### Task details
Once the images are set aside, write out the rest of the records exactly.

[Collected data]
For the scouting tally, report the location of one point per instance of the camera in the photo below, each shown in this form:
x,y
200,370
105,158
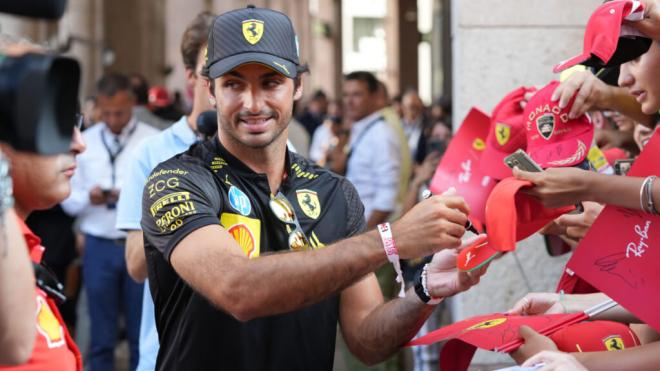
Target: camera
x,y
38,92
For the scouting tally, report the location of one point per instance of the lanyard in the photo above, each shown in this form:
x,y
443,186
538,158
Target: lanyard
x,y
113,155
361,136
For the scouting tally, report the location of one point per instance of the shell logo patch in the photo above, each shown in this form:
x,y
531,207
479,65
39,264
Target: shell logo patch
x,y
487,324
253,29
243,236
48,326
246,231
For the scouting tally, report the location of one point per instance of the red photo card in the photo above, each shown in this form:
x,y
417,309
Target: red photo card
x,y
620,253
459,167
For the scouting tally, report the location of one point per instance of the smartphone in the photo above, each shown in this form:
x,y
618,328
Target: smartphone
x,y
621,167
521,159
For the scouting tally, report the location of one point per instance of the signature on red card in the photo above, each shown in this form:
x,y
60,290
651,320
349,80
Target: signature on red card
x,y
637,250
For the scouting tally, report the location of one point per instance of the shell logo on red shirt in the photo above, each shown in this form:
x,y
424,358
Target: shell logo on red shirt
x,y
48,325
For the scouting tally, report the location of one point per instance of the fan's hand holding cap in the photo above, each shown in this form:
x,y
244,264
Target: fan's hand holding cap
x,y
512,216
554,140
252,35
506,134
607,41
595,336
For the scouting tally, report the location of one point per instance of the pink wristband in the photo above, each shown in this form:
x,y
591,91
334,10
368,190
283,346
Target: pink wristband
x,y
392,254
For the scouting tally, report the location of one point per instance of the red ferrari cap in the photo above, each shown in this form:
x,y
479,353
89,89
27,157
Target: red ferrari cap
x,y
594,337
512,216
607,42
476,255
506,134
554,140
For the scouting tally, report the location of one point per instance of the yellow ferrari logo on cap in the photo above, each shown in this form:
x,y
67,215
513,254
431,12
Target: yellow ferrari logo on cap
x,y
309,203
253,29
614,342
487,324
502,133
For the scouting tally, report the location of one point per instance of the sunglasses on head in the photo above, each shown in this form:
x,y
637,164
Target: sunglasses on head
x,y
283,210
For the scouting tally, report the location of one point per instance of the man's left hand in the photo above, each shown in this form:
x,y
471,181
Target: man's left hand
x,y
534,343
444,279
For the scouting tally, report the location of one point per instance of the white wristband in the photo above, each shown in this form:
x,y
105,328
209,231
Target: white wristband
x,y
392,254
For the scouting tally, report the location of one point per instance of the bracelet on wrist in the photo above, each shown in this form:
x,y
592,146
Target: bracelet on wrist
x,y
421,287
385,231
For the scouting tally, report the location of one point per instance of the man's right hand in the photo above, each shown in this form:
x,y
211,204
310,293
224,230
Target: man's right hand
x,y
96,196
432,225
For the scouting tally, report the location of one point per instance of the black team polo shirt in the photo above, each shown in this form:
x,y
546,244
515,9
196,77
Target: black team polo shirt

### Written answer
For the scouting tally, report the location of one point per instance of the camera in the photo below, each shown in this form:
x,y
200,370
105,158
Target: camera
x,y
38,92
For the scouting tally, report the location of one point per instance of the lanyard in the photo above, each shown in this form:
x,y
443,186
538,158
Target: lanyard
x,y
113,155
361,136
For the scouting tally, report the location of one point per instance of the shell logo patch in the photo above, each shown in this form:
x,y
531,207
479,65
39,264
Target: shell logo patch
x,y
487,324
253,29
243,236
48,326
246,231
For the scouting tally, report the location of one point per instance of the red photo card in the photo above, each shown in this form:
x,y
417,309
Target: red photo card
x,y
620,253
459,167
For the scouting tally, report the location of one point per instance of the smartphone in the photo above, each shown in this form:
x,y
618,328
Target: smartphone
x,y
621,167
521,159
For the scouting tally, report the location of one point per instance of the signature on red card in the photo above, each shown in this form:
x,y
60,290
651,320
349,80
Target: signature on red card
x,y
637,250
For the scouting tally, report the location of one point per instance of the shell logo on red shirt in the photo above, each shown in this form:
x,y
424,358
Target: shell logo on red shirt
x,y
48,325
For the scouting tally, report the location of one point per instance of the fan's hand holding cap in the photo above, each shown in this form:
x,y
244,264
Target: fan's hand holding cap
x,y
512,216
554,140
252,35
506,134
607,41
595,336
For the scouting tally, report the location of one point per instance of the pink wristband in the photo above, each shown in this form:
x,y
591,91
334,10
368,190
283,346
Target: pink wristband
x,y
392,254
For the scouting tally, report the location of one point per instance of the red ferrari cap in the photo above, each shown in this form:
x,y
479,353
89,89
27,157
Target: red ferrari cap
x,y
594,337
512,216
607,42
476,255
506,134
554,140
For the scouting tally, report the location of one point per instance of the yellow ferrari logo on cap in the photo above, each shown in this form:
x,y
67,215
513,254
431,12
Target: yellow ferrari logo on cap
x,y
309,203
253,29
614,342
487,324
502,133
For the scouting tally, report the location of one point per instance of the sunglasses on head in the photo above, each shown in this form:
x,y
637,164
Target: sunglasses on head
x,y
283,210
For the scouting tally, report the location of one point per instance of the man's left hand in the photo above, each shown in this form:
x,y
471,181
Target: man's left hand
x,y
534,343
444,279
For the scouting tally, report the location of one point per instance of the white wristband in the photo above, each shown in this form:
x,y
105,328
209,231
Target: white wristband
x,y
392,254
For the scouting tally, report the location of one point per instance of the bracelet on wrist in the photo above, each shown in this form:
x,y
592,146
Target: bracelet on wrist
x,y
421,287
385,231
For the scouting tally, report the location of one point per instance of the man's right hand in the photo above, each shown in this form:
x,y
211,204
310,293
224,230
Target: man's right hand
x,y
96,196
432,225
For the scouting tally, report the location of one point per instance of the black team polo shirt in the photo above, each shown in this form:
x,y
546,244
515,9
196,77
Target: black team polo shirt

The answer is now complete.